- _What is required_: Your reply must hold the lines from the one containing "Practice. Put a pin on the sky" to the end of the entries, copied exactly, with pictures excluded.
═══ Supplied records
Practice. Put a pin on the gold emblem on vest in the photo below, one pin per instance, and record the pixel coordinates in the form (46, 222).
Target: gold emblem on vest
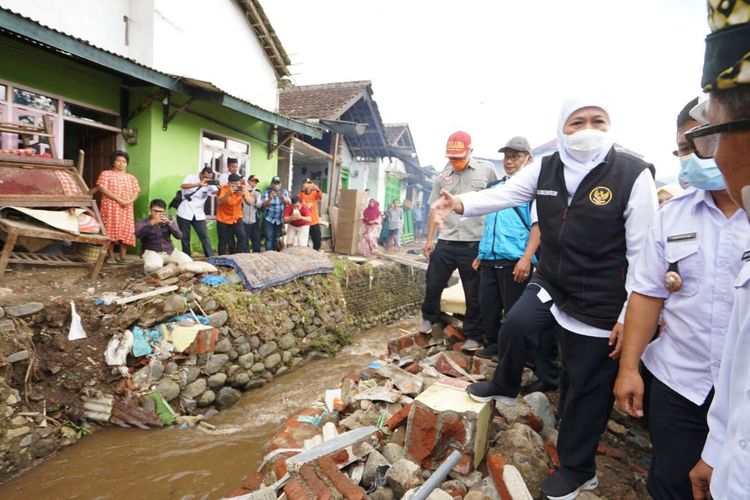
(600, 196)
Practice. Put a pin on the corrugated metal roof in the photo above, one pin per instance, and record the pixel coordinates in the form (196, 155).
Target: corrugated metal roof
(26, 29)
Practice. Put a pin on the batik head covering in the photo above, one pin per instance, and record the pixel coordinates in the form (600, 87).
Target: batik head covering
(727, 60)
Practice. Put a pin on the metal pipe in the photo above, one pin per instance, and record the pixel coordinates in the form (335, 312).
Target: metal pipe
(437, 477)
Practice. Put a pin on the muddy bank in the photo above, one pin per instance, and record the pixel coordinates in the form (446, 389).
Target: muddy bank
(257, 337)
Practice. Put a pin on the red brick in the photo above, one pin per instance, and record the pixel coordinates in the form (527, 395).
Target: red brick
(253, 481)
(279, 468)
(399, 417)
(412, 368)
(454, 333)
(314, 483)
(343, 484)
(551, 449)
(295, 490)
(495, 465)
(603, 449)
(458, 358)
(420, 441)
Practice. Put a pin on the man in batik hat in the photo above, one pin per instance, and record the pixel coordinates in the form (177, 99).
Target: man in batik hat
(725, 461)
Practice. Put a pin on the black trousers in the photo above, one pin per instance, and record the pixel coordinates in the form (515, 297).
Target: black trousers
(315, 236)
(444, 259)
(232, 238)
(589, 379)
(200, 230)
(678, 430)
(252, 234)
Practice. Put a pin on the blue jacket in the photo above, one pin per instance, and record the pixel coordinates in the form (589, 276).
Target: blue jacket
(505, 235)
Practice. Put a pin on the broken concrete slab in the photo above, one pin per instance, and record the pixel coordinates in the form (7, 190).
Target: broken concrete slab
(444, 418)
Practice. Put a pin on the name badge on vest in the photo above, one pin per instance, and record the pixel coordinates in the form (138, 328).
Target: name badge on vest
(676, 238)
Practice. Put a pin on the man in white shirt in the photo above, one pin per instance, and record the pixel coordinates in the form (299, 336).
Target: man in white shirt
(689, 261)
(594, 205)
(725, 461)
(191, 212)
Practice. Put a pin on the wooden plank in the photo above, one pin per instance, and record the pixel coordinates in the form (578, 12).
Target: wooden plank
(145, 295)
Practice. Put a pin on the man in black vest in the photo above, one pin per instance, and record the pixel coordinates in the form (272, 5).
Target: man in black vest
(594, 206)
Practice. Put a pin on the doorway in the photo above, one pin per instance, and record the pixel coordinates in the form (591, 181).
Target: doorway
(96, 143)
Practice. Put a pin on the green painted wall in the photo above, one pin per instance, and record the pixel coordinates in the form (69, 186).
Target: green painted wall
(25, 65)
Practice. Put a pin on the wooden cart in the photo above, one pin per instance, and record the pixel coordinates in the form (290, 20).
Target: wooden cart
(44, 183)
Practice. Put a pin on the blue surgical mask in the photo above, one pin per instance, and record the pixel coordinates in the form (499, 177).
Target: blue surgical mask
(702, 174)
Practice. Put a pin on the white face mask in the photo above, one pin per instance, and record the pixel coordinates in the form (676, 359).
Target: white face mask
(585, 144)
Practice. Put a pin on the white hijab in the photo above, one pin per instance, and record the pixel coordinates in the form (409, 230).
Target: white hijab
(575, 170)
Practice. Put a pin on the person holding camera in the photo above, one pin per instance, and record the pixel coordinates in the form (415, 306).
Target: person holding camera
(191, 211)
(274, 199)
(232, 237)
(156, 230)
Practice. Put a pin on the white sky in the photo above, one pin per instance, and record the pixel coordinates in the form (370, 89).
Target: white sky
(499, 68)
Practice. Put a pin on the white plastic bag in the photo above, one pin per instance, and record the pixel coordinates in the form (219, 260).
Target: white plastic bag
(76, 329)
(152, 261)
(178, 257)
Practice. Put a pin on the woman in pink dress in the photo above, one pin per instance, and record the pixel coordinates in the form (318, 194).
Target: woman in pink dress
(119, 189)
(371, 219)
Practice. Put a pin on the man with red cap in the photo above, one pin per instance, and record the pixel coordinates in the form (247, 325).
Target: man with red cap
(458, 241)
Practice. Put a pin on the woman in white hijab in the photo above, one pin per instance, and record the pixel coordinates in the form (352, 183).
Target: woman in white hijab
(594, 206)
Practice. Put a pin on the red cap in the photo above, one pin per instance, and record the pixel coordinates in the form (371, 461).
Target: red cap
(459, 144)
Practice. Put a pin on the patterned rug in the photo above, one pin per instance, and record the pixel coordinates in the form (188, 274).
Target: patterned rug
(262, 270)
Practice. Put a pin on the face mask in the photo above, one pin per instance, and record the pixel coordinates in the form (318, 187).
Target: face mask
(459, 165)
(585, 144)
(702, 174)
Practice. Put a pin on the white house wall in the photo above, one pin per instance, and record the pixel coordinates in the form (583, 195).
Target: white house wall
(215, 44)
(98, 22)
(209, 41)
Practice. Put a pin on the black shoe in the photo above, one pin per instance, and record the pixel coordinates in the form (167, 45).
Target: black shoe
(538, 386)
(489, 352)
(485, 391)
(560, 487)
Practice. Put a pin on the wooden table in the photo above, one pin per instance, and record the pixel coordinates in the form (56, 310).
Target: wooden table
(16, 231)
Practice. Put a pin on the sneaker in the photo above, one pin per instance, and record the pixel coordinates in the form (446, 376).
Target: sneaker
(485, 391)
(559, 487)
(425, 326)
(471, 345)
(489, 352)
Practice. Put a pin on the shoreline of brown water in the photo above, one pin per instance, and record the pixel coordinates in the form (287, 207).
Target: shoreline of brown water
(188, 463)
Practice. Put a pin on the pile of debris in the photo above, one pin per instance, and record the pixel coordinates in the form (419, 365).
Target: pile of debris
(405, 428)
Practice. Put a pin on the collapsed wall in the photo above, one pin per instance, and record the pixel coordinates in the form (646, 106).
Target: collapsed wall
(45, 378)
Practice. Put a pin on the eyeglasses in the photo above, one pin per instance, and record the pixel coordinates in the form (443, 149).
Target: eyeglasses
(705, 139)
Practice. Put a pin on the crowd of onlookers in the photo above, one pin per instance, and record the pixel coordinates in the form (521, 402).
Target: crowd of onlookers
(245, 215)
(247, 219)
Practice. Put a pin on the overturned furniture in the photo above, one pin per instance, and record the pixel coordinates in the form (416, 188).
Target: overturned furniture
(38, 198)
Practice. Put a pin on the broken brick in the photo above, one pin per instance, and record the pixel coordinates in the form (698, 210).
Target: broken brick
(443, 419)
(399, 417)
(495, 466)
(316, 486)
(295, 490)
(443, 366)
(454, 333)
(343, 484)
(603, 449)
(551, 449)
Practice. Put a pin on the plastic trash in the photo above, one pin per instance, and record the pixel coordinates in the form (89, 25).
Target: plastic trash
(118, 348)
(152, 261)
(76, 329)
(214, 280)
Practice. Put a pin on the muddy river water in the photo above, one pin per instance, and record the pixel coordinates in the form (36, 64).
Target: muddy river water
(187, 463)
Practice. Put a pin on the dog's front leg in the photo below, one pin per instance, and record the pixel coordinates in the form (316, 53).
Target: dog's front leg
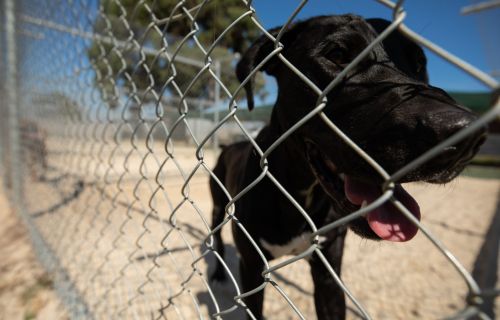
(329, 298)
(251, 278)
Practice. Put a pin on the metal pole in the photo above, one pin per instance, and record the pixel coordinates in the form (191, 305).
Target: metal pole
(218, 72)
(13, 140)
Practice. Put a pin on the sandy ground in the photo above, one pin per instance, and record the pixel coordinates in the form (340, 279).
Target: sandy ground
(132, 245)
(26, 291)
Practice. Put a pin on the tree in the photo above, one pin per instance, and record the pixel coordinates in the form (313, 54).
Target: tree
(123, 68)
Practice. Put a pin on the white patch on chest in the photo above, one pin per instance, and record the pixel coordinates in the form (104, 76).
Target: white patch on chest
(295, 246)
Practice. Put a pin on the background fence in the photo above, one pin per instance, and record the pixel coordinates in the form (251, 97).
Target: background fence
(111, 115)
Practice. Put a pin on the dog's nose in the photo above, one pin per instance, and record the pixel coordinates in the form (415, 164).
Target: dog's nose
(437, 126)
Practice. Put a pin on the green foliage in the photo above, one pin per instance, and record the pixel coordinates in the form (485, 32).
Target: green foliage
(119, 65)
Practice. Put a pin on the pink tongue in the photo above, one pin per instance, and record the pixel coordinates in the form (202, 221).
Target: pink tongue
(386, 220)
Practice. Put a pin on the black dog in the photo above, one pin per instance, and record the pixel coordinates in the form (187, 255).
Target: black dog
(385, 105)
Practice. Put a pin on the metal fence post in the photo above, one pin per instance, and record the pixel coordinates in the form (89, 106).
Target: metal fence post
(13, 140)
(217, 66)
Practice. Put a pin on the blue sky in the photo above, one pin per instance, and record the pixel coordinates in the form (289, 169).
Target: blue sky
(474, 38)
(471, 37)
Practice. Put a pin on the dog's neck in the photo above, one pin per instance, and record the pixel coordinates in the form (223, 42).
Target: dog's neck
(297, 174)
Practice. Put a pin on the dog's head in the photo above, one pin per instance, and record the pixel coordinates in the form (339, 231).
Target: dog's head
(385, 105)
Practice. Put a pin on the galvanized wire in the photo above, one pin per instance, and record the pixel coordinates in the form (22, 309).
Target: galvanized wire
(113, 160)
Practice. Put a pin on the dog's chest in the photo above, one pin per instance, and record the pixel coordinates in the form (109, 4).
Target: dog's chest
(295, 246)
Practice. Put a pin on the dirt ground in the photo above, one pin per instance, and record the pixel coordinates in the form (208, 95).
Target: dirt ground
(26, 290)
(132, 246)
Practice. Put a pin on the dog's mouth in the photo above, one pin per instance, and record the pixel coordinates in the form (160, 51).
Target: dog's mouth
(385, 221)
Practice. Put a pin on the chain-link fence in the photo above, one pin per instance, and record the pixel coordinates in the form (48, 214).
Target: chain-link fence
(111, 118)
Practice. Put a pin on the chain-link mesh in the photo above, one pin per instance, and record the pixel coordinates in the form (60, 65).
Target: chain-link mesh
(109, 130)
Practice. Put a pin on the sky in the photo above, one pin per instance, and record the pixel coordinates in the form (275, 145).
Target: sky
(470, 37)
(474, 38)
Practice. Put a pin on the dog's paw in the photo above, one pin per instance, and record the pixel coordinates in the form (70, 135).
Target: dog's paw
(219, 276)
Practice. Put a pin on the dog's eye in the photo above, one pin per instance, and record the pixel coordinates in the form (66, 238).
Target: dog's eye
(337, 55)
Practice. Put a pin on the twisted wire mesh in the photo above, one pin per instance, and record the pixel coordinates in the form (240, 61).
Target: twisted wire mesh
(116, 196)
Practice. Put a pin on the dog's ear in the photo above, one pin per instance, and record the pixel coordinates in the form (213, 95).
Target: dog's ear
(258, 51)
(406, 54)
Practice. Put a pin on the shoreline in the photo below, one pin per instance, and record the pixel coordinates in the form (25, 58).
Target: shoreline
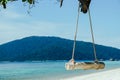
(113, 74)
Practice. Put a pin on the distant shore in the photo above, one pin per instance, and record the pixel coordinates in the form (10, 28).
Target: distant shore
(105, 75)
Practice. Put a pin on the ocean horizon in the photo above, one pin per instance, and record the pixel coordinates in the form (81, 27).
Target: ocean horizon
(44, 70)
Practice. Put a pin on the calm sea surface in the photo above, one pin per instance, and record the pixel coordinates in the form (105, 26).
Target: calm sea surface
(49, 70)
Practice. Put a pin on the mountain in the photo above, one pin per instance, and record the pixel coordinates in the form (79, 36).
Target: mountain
══════
- _Result of this exercise_:
Practice. Put a pin on the sky in the photo above, one pin per instance, and record the pixel coordinates in the form (275, 145).
Target: sky
(470, 37)
(474, 38)
Practice. Put a pin on the dog's paw in the photo above, one pin per instance, and record the pixel coordinates in the form (70, 135).
Target: dog's paw
(219, 276)
Practice. Put a pin on the dog's eye in the photo above, one pin per instance, and record the pixel coordinates in the form (66, 238).
Target: dog's eye
(337, 55)
Practice. Put a pin on the twisted wire mesh in the photo above, one pin per instance, and record the pixel coordinates in the form (240, 61).
Target: twisted wire mesh
(116, 196)
Practice. Put a pin on the dog's ear in the photo above, one pin per instance, and record the pixel coordinates in the form (213, 95).
Target: dog's ear
(258, 51)
(406, 54)
Practice. Put a pin on the shoreline in the photo below, one pin per instance, and record the pixel coordinates in the form (25, 58).
Target: shoreline
(113, 74)
Practice. Put a pin on the distant shore in the photo above, one pin per instance, and record the pixel coordinates in the form (10, 28).
Target: distant shore
(105, 75)
Practice. Put a pin on the ocean horizon in the photo above, one pin per instance, and record the pixel coordinates in the form (81, 27).
Target: ocean horizon
(44, 70)
Practice. Put a pin on the calm sea surface in the photo above, one pin per instance, and record the pixel coordinates in the form (105, 26).
Target: calm sea surface
(49, 70)
Practice. Put a pin on the mountain in the photo above, one pin per instance, and record the pixel coordinates in the form (79, 36).
Target: mountain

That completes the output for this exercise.